*What needs to be done*
Convert every line of the listing below into a JSON list of strings, with one string per line and any blank lines left out.

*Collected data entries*
□ □ □ □ □ □ □

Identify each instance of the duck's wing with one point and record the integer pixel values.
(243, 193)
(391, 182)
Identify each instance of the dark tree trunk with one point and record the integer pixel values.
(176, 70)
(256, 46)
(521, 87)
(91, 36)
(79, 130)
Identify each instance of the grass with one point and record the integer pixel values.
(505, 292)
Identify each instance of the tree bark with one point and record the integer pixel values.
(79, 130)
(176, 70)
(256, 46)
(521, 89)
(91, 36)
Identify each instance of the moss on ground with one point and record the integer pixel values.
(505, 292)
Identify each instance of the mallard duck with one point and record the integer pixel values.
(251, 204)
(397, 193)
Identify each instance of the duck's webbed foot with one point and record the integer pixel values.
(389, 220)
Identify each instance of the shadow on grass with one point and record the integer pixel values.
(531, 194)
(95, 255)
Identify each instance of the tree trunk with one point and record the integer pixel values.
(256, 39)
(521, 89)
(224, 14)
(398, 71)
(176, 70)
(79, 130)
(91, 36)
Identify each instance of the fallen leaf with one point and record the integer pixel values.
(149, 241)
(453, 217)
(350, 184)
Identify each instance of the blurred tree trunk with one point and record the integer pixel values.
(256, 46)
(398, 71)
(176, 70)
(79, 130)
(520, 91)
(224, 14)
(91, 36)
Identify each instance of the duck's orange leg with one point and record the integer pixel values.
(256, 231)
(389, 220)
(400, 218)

□ □ □ □ □ □ □

*Task response*
[
  "Identify each instance of the duck's wing with one point and record the integer pixel values.",
  "(243, 193)",
  "(391, 182)",
  "Identify each instance of the dark tree trunk with one point and record the integer pixel values.",
  "(176, 70)",
  "(256, 46)",
  "(521, 87)",
  "(91, 36)",
  "(79, 130)",
  "Identify each instance of the grass with one point and record the integer pixel values.",
  "(505, 292)",
  "Identify each instance of the tree bark with one point and record the integer pixel values.",
  "(79, 130)",
  "(176, 70)",
  "(256, 46)",
  "(521, 89)",
  "(91, 36)",
  "Identify each instance of the moss on ground with one point and record the integer pixel values.",
  "(505, 292)",
  "Identify each instance of the mallard duck with one point and record the integer pixel values.",
  "(251, 204)",
  "(397, 193)",
  "Identify each instance of the duck's webbed foot with one point and record the integer pixel values.",
  "(389, 220)",
  "Identify each instance of the shadow on grass with one point and record the integer pixel values.",
  "(531, 194)",
  "(95, 255)",
  "Identify each instance of the tree trunk with one point and record the integer pixel values.",
  "(256, 39)",
  "(521, 89)",
  "(224, 14)",
  "(398, 71)",
  "(176, 70)",
  "(79, 130)",
  "(91, 36)",
  "Identify each instance of the fallen leaf with one point and record the integer pixel values.",
  "(149, 241)",
  "(453, 217)",
  "(350, 184)",
  "Identify each instance of the blurred tree trunk with one point and record the integer pixel values.",
  "(256, 46)",
  "(398, 71)",
  "(176, 70)",
  "(79, 130)",
  "(520, 91)",
  "(224, 14)",
  "(91, 36)",
  "Identify each instance of the duck's orange leg with one point and record the integer pixel values.",
  "(256, 231)",
  "(389, 220)",
  "(400, 218)"
]